• Texto
::::::::::

Segundo
Domingo de Cuaresma Ciclo A
En
el primer domingo de Cuaresma veíamos a Jesús cómo hacía penitencia, ayunaba
durante cuarenta días y cuarenta noches, a nosotros también nos invitaba para
que hagamos penitencia en este tiempo de cuaresma.
También
yo os digo que hagamos penitencia por nuestros pecados, por los pecados de
nuestra familia y, de una forma especial, por los pecados de todos los hombres y
de nuestra comunidad del Espíritu Santo.
Hoy,
segundo domingo de Cuaresma, vemos a Jesús que se transfigura y nos invita, en
este tiempo cuaresmal, a transfigurarnos.
Tiempo
de Cuaresma, de reconciliación, de dejar el hombre viejo para revestirnos del
hombre nuevo. San Pablo decía a la comunidad de Corinto: Renunciar
a vuestra conducta anterior y al hombre viejo, corrompido por apetencias engañosas.
De este modo os renováis espiritualmente y os revestís del hombre nuevo creado
a imagen de Dios (Ef 4,22-23).
Para
entender el evangelio de hoy, tenemos que recurrir a su contexto. Jesús acaba
de anunciar su pasión, muerte y resurrección, y los apóstoles no reciben bien
estas palabras del Maestro: Entonces Pedro, tomándolo aparte, se puso a recriminarle: ‑Dios
no lo quiera, Señor; no te ocurrirá eso. Pero Jesús, volviéndose, dijo a
Pedro: ¡Ponte detrás de mí, Satanás! Eres para mí un obstáculo, porque tus
pensamientos no son como los de Dios, sino como los de los hombres (Mt
16,22-23). Son palabras muy fuertes, tanto las de Jesús como las de Pedro. No
están conformes con lo que acaban de expresar. Podríamos decir que, en esto
momentos, la relación entre Jesús y los discípulos es tensa y provoca una
crisis. ¡Era muy trascendente lo que Jesús acababa de decir: pasión, muerte y
resurrección!
En
estas circunstancias, Jesús se lleva a Pedro, Santiago y Juan a lo alto de una
montaña y se transfigura: Su rostro brillaba como el sol y sus vestidos se volvieron blancos como
la luz (Mt 17,2). Jesús los quiere animar y desea fortalecer su fe. Aparece
su divinidad. Jesús está en medio de Moisés y Elías, como si fuera el centro
de la historia, se oye la voz del Padre que dice: ‑Este es mi Hijo amado, en quien me complazco, escuchadlo (Mt
17,5).

::::::::::

(Elementos del conjunto de datos)
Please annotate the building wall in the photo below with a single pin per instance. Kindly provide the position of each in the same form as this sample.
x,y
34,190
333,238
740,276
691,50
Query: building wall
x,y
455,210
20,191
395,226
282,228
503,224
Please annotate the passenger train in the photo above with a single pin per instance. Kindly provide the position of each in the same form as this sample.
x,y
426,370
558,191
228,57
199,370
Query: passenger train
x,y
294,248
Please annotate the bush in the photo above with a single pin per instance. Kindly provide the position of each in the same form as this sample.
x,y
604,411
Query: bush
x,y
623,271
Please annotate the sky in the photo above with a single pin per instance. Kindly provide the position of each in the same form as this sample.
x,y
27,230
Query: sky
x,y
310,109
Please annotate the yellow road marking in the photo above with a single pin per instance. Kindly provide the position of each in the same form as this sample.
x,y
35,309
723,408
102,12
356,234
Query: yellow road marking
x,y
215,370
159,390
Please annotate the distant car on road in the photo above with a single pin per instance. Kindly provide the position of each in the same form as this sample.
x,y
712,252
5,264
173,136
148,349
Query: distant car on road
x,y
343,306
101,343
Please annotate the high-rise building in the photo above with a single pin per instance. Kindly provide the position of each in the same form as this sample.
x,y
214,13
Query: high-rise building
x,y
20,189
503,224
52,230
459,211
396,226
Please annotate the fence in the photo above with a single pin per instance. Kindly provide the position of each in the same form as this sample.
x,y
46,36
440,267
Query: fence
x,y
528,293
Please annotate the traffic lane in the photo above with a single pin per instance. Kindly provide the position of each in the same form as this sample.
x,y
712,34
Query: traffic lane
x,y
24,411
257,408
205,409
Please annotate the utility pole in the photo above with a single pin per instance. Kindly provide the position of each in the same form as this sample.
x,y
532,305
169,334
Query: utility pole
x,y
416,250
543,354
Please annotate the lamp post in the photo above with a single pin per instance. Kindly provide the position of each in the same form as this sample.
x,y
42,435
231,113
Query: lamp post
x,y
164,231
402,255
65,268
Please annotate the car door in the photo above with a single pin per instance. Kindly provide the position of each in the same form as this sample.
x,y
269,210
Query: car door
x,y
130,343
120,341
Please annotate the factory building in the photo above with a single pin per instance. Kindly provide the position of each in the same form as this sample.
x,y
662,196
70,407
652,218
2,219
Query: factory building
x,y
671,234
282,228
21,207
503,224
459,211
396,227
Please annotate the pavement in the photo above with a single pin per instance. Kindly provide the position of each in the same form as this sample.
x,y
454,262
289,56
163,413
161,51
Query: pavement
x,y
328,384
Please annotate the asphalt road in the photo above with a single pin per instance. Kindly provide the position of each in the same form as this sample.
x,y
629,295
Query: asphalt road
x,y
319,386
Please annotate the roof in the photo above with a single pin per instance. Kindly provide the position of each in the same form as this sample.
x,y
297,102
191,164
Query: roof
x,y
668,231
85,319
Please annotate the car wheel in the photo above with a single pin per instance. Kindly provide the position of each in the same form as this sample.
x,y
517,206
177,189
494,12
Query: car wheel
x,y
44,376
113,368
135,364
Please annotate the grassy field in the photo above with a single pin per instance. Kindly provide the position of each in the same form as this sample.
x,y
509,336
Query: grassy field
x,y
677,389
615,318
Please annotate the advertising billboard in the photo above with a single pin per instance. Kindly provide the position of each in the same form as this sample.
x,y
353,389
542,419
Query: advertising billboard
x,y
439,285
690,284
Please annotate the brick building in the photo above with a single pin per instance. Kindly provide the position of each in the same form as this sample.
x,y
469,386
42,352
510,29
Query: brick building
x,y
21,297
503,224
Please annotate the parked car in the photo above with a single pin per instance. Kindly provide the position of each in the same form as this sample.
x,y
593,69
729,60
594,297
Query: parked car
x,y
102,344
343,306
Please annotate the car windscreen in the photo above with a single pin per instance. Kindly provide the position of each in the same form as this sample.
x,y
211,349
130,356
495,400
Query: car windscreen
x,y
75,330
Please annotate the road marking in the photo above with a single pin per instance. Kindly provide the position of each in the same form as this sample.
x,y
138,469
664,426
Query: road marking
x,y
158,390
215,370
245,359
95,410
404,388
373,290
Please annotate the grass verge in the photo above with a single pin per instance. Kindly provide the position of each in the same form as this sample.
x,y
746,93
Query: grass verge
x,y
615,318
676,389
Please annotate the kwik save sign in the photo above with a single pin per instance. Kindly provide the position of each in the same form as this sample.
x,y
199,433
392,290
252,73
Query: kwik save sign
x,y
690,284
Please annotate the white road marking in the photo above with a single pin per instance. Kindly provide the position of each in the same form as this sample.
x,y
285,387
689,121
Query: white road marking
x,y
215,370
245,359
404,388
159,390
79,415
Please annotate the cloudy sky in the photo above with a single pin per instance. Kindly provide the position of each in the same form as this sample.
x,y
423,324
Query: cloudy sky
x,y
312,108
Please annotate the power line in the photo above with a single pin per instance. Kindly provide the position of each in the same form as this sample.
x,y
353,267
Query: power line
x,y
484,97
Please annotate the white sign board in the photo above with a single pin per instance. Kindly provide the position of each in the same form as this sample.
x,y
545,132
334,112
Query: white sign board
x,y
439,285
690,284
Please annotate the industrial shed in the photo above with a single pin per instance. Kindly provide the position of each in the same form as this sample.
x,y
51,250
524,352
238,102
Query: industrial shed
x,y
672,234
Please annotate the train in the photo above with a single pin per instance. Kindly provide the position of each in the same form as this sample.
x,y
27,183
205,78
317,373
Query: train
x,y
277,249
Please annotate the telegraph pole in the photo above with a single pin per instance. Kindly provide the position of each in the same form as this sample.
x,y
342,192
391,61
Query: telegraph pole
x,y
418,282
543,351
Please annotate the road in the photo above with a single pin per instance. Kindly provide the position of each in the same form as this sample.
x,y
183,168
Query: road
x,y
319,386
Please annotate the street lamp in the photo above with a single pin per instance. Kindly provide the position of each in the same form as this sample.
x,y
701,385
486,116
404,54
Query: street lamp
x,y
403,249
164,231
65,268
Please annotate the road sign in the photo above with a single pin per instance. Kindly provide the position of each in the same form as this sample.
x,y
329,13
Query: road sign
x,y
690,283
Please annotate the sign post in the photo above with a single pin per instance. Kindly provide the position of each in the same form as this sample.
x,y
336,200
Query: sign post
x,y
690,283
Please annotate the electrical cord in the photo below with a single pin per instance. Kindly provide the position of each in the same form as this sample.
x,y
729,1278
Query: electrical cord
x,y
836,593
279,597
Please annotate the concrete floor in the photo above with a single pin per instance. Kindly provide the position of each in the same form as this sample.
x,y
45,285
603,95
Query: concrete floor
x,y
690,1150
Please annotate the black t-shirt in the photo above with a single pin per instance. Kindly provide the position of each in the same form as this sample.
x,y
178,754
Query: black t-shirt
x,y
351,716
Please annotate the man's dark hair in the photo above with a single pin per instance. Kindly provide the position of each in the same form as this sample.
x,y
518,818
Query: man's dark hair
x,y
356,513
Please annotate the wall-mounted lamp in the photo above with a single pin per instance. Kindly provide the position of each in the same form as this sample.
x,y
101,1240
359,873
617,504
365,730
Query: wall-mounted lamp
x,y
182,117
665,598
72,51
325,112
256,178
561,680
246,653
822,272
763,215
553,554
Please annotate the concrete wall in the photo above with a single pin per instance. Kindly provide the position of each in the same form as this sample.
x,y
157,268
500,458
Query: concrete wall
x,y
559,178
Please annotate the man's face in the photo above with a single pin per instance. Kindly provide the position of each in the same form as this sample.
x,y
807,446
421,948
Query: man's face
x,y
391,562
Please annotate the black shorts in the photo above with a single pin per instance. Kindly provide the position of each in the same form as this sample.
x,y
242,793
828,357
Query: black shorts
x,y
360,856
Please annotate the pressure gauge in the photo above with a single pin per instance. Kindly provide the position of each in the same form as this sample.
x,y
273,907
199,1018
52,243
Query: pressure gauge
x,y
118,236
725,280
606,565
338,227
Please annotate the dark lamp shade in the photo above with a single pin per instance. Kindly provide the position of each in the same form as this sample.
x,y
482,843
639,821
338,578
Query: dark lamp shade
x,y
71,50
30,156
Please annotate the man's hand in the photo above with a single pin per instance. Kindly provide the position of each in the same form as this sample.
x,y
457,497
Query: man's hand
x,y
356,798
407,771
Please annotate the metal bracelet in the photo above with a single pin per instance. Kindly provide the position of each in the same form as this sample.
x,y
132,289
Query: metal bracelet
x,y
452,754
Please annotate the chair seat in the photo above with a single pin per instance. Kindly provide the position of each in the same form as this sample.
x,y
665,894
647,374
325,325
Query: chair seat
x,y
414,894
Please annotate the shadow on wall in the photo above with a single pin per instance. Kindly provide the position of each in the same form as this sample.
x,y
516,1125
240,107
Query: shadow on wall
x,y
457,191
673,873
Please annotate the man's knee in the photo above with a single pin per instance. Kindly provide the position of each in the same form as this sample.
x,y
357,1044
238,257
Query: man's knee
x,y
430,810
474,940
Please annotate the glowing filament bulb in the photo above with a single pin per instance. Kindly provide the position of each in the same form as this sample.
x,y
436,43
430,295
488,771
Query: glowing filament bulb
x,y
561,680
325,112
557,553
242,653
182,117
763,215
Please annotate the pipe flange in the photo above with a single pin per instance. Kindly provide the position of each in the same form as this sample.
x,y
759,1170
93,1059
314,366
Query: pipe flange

::::::::::

• Consignas del ejercicio
**A.** Duplique el fragmento de la homilía que empieza en las palabras "De este modo" y concluye tras las palabras "resurrección!".
**B.** Indique si cada afirmación coincide con la homilía y respalde su respuesta con las palabras exactas del texto: (i) Jesús ayunó durante cuarenta días y cuarenta noches; (ii) Jesús llevó a lo alto de la montaña a Pedro, Santiago y Andrés; (iii) en la transfiguración, Jesús está en medio de Moisés y Elías.
El listado no guarda relación alguna con la homilía.

• Soluciones
**A.**
De este modo os renováis espiritualmente y os revestís del hombre nuevo creado
a imagen de Dios (Ef 4,22-23).
Para
entender el evangelio de hoy, tenemos que recurrir a su contexto. Jesús acaba
de anunciar su pasión, muerte y resurrección, y los apóstoles no reciben bien
estas palabras del Maestro: Entonces Pedro, tomándolo aparte, se puso a recriminarle: ‑Dios
no lo quiera, Señor; no te ocurrirá eso. Pero Jesús, volviéndose, dijo a
Pedro: ¡Ponte detrás de mí, Satanás! Eres para mí un obstáculo, porque tus
pensamientos no son como los de Dios, sino como los de los hombres (Mt
16,22-23). Son palabras muy fuertes, tanto las de Jesús como las de Pedro. No
están conformes con lo que acaban de expresar. Podríamos decir que, en esto
momentos, la relación entre Jesús y los discípulos es tensa y provoca una
crisis. ¡Era muy trascendente lo que Jesús acababa de decir: pasión, muerte y
resurrección!

**B.**
(i) Sí: «ayunaba durante cuarenta días y cuarenta noches».
(ii) No: «Jesús se lleva a Pedro, Santiago y Juan a lo alto de una montaña».
(iii) Sí: «Jesús está en medio de Moisés y Elías».